Copy the stretch of items from the line containing "Query: oven door" through the line containing "[[[159,91],[136,90],[136,109],[159,112]]]", changing every "oven door" to "oven front" and leaving all else as it stands.

━━━ Material shown

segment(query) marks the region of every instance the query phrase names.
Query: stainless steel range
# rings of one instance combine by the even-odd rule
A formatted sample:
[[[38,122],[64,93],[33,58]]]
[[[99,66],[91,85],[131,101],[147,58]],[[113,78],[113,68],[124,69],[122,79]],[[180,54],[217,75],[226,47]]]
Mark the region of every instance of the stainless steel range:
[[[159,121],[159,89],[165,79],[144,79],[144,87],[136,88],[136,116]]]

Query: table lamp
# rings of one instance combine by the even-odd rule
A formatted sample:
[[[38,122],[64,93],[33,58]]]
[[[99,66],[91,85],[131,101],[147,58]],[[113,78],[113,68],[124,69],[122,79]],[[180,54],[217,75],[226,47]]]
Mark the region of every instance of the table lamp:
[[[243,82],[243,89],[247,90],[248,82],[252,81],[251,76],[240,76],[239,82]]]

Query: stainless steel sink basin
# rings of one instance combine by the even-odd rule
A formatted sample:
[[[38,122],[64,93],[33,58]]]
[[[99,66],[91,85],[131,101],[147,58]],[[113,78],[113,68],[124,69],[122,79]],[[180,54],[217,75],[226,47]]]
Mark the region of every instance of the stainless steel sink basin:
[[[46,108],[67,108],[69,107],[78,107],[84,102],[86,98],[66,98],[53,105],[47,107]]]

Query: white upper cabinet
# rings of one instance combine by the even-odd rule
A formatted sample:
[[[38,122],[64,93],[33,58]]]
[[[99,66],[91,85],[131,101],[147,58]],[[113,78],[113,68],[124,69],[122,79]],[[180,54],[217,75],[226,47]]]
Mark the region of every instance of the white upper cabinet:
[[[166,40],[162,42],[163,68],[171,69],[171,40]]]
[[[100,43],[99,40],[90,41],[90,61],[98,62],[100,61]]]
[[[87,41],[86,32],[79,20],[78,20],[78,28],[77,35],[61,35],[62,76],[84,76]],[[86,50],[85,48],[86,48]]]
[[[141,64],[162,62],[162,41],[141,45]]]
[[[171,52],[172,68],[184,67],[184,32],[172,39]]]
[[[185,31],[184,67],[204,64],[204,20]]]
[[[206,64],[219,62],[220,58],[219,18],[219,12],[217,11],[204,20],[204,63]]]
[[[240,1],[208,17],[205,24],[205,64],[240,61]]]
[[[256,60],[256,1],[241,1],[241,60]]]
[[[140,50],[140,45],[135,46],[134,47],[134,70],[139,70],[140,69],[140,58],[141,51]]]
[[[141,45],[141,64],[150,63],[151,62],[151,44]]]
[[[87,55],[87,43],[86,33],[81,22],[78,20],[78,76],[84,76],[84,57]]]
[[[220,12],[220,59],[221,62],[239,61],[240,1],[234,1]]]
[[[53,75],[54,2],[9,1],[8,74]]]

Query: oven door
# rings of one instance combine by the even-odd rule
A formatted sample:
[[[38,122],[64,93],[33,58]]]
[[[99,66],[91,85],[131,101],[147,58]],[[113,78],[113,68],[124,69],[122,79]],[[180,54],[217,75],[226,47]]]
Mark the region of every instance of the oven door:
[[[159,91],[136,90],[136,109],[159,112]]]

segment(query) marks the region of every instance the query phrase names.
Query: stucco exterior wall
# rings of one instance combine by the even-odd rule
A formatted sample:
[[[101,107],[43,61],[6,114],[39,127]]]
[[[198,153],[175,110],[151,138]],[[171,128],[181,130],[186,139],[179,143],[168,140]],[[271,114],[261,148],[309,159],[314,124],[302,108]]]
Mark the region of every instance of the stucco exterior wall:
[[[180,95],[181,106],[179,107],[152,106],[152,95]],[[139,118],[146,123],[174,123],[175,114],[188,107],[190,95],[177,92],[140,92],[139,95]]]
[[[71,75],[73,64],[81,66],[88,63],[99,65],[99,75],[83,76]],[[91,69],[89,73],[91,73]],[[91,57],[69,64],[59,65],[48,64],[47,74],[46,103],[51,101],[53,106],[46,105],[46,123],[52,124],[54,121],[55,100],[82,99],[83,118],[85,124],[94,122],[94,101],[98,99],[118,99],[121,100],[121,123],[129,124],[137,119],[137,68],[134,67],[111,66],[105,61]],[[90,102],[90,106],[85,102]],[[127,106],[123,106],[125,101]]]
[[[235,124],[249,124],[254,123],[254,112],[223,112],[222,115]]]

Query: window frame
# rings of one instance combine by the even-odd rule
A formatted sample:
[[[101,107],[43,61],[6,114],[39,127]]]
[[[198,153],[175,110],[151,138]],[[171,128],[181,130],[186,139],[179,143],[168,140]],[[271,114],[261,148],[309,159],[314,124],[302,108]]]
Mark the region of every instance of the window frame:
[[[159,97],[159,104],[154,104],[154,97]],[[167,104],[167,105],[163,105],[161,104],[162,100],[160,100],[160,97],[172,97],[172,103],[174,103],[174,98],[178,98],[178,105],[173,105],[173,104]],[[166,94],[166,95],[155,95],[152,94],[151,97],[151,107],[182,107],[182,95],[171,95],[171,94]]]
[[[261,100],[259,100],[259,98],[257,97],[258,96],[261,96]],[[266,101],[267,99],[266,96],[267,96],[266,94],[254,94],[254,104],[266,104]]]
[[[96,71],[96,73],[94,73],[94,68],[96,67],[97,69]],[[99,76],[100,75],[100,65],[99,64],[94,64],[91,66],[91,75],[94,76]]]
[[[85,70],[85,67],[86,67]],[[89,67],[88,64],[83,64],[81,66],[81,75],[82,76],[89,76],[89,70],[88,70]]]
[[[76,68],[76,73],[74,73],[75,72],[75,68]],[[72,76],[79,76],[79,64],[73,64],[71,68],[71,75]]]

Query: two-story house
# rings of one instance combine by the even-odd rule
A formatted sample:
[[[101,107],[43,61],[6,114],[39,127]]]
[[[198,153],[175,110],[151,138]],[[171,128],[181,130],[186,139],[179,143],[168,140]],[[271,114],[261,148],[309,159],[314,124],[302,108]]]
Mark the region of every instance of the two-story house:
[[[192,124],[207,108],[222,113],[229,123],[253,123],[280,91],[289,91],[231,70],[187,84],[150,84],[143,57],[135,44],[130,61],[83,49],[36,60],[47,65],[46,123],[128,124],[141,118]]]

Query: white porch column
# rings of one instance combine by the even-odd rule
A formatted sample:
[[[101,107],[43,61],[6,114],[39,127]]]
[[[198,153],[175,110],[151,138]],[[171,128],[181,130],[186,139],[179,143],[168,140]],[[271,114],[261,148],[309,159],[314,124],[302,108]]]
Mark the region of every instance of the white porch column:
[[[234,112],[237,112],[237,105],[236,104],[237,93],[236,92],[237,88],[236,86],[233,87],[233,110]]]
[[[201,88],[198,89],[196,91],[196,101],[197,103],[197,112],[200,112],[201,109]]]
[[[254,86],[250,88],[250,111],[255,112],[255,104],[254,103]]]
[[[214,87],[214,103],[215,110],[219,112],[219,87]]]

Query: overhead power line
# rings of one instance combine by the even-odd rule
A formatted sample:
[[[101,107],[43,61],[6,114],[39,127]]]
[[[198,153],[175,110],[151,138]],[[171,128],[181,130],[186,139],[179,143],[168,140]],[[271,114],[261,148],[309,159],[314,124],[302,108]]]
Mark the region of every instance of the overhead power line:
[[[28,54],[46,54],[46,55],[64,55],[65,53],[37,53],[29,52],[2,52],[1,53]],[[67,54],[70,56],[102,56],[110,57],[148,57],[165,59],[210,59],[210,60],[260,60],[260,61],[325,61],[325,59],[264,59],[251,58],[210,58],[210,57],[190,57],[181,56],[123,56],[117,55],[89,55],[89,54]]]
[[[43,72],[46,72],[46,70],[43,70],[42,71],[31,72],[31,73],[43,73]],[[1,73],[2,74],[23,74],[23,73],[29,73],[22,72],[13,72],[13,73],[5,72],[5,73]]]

━━━━━━

◆ Worked answer:
Query: oven front
# rings of one instance combine by the even-odd rule
A formatted sample:
[[[38,122],[64,93],[33,58]]]
[[[99,66],[91,85],[131,101],[147,58]],[[113,78],[113,68],[124,69],[122,79]],[[180,54],[217,75],[226,47]]]
Mark the region of every instance of the oven front:
[[[159,91],[136,90],[136,109],[159,112]]]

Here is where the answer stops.